- Set exercise: Identify every line of the items that contains the word "hand", and copy each such line. Case counts.
[START OF Entries supplied]
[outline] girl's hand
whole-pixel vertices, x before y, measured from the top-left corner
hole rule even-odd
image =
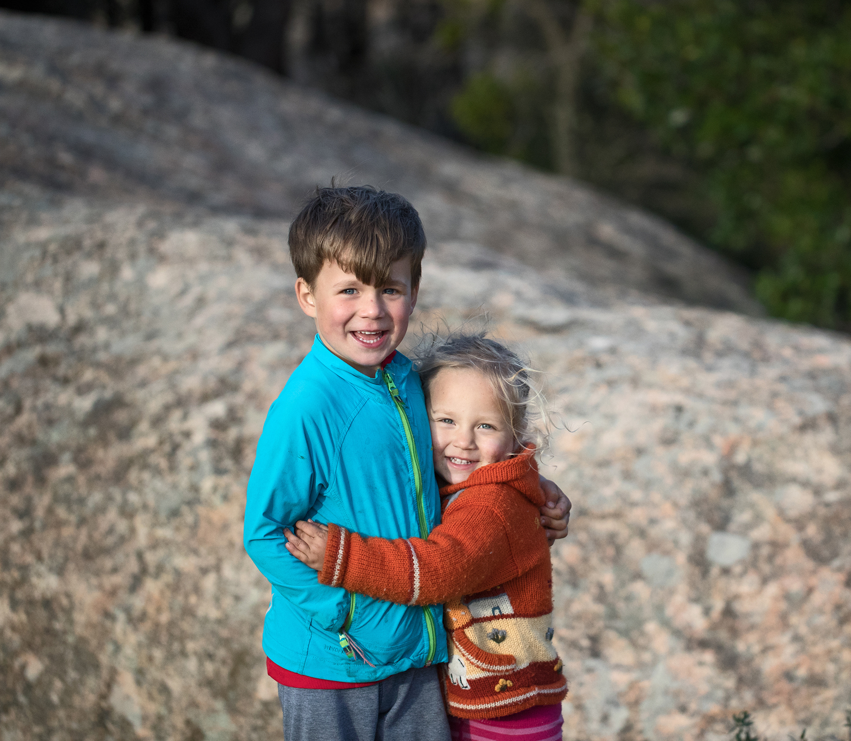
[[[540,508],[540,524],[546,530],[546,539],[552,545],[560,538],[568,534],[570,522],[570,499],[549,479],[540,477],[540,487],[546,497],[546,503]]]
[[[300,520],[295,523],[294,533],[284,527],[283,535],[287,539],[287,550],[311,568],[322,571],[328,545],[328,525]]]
[END OF Entries supplied]
[START OF Entries supplied]
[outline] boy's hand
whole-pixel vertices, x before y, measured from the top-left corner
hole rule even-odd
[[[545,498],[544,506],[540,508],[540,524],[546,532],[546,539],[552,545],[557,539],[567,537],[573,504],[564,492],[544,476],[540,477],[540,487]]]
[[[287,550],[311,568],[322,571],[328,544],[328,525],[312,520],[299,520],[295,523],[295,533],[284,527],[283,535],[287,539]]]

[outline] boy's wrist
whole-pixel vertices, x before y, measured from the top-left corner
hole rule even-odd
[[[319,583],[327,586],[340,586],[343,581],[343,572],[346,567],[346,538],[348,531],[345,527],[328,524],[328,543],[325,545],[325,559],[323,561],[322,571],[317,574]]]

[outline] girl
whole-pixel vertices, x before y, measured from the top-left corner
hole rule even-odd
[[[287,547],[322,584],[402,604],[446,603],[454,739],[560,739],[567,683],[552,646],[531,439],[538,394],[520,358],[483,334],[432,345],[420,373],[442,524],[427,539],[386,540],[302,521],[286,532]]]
[END OF Entries supplied]
- Reply:
[outline] girl's hand
[outline] boy's hand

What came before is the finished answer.